## Work required
Count the lines in the entries below that contain the string "metal", matching case exactly, and give only the number.

## Provided information
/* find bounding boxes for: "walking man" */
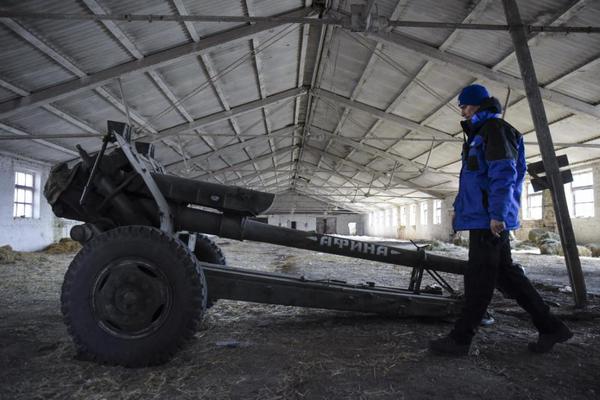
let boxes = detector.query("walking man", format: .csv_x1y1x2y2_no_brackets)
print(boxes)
--
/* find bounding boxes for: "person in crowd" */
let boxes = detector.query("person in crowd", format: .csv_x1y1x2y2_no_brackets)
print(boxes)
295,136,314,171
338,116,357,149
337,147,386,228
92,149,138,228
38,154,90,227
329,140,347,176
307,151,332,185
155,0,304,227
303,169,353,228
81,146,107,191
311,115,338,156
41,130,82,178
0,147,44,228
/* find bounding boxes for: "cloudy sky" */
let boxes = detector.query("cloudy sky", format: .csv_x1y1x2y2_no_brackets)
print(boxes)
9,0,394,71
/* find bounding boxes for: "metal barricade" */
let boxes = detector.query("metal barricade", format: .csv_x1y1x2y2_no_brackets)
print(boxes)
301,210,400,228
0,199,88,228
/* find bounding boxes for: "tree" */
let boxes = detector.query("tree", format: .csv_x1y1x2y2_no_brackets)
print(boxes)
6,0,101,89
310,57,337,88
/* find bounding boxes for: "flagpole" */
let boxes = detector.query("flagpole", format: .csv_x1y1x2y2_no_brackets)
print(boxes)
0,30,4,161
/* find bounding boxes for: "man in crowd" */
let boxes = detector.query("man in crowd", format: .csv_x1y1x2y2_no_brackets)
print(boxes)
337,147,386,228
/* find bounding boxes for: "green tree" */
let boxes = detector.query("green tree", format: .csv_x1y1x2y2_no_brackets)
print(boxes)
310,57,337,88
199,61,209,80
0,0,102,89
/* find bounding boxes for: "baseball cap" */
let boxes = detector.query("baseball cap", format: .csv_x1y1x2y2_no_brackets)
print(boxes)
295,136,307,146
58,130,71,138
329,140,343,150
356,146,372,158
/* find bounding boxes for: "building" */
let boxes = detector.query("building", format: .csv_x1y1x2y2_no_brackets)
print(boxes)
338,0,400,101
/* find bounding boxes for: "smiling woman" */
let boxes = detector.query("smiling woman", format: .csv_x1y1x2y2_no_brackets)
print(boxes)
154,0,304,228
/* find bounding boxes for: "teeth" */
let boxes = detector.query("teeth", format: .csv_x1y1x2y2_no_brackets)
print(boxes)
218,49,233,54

## Exercise answer
2